Selected excerpt
Regularity Lemma for Graphons

This file proves the regularity lemma for graphons, which says that any graphon can be approximated by a step graphon in cut norm.

Main results

• Graphon.regularity - For any ε > 0, there exists a partition with bounded number of parts such that the stepified graphon is ε-close in cut norm.

Implementation notes

The Frieze–Kannan weak regularity lemma is one of the central results in graphon theory. It provides a step-function approximation in cut norm with single-exponential bounds on the number of parts (better than the tower-type bounds from Szemerédi's strong regularity lemma).

The number of parts in the partition depends only on ε, not on the graphon. This is crucial for applications to graph limits.

References

• [L. Lovász, Large Networks and Graph Limits][lovasz2012], Corollary 9.13
• Frieze, A. & Kannan, R. (1999). Quick approximation to matrices and applications.

Energy function

noncomputable def Graphon.energy {α : Type u_1} [MeasurableSpace α] {μ : MeasureTheory.Measure α} (W : Graphon α μ) (P : MeasurablePartition α μ) : ℝ

The energy of a graphon with respect to a partition.

E(P, W) = Σ_{S,T ∈ P.parts} μ(S) μ(T) (rectAverage W S T)²

This measures how much of the L² norm of W is captured by its stepification. The energy is always in [0, 1] and increases under refinement.

Your objective
According to the text on the graphon regularity lemma, what does the number of parts in the partition depend on? The data that comes next is separate material, unrelated to the text on the graphon regularity lemma.

Supplied data
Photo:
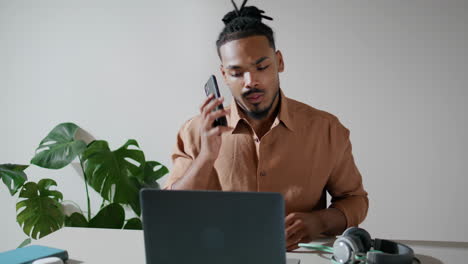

Expected answer
It depends only on ε, not on the graphon.